Please update the lines below by changing "pretty-printed" to "indented" and keeping everything else the same.

--- START OF Input rows ---

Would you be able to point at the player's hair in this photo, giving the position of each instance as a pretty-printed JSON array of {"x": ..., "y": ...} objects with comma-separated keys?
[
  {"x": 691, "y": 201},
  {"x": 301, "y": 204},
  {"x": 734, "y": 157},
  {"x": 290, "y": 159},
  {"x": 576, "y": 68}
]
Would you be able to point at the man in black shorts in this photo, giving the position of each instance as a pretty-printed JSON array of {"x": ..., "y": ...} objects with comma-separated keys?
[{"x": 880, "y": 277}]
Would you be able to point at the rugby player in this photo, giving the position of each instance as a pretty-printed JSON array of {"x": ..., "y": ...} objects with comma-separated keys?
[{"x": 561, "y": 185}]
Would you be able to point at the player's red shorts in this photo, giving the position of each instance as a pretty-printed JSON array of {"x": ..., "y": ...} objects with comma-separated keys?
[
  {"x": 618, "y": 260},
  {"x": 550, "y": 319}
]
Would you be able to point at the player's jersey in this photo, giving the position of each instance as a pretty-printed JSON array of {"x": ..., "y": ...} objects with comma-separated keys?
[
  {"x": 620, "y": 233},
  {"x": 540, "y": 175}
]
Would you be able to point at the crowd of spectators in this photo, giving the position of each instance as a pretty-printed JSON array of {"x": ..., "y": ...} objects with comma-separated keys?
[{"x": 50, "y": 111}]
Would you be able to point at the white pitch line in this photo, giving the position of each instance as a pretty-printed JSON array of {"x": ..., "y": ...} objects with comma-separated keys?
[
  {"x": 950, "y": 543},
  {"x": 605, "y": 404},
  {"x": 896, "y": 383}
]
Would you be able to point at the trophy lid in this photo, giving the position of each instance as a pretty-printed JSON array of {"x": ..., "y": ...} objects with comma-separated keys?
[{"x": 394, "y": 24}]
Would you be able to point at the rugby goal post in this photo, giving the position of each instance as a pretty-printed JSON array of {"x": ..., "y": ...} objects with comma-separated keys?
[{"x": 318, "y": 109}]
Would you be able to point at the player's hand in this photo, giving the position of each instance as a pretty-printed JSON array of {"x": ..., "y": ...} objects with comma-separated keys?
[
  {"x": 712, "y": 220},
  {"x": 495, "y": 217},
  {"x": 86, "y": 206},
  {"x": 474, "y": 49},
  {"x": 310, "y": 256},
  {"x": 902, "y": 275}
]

--- END OF Input rows ---

• Correct answer
Would you be able to point at the player's hair in this photo, giving the position of each instance as a indented JSON array of {"x": ..., "y": ...} objects with comma-separated keys?
[
  {"x": 691, "y": 201},
  {"x": 301, "y": 204},
  {"x": 734, "y": 157},
  {"x": 290, "y": 159},
  {"x": 576, "y": 68}
]
Would you be able to point at the man in black shorts in this photo, giving the position of each instance as a indented JSON array of {"x": ..., "y": ...} objects with comma-separated keys?
[{"x": 880, "y": 277}]
Would you be able to point at the rugby player in this photo, giving the position of each instance as a indented JSON array of {"x": ..., "y": ...} objects with comma-separated keys?
[{"x": 561, "y": 185}]
Would you be able to point at the player's red shorts in this photo, giving the position of each instance as a indented JSON array of {"x": ..., "y": ...} objects with comma-separated keys?
[
  {"x": 618, "y": 260},
  {"x": 550, "y": 319}
]
Would you be able to point at the player's jersey in this photo, giving the position of each instance as a indented JSON array of {"x": ..., "y": ...} objects with comma-separated keys?
[
  {"x": 620, "y": 233},
  {"x": 540, "y": 175}
]
Would you be able to point at the crowd of spectators in this photo, giving the position of each instance as a indented JSON array of {"x": ..., "y": ...} objects with comma-separated keys?
[{"x": 50, "y": 111}]
Would you be able to point at the white pitch line in this photo, giving the position of each instance as a indented JSON array of {"x": ..., "y": ...} objects with comma-separated keys?
[
  {"x": 950, "y": 543},
  {"x": 605, "y": 404},
  {"x": 896, "y": 383}
]
Would you be able to point at the trophy lid in this photo, giving the position of each instance as a indented JSON array of {"x": ..., "y": ...} objects with comma-separated keys?
[{"x": 394, "y": 24}]
Would you be able to point at the rugby goal post in this photo, giving the position of each instance as a indented JSON array of {"x": ..., "y": ...} objects with comma-separated keys?
[{"x": 318, "y": 109}]
Would you be able to point at the player's hand in this photo, giving the position of each instance as a indented JSON array of {"x": ..., "y": ...} objects with comma-separated keys?
[
  {"x": 712, "y": 220},
  {"x": 495, "y": 217},
  {"x": 86, "y": 206},
  {"x": 474, "y": 49},
  {"x": 310, "y": 256},
  {"x": 902, "y": 275}
]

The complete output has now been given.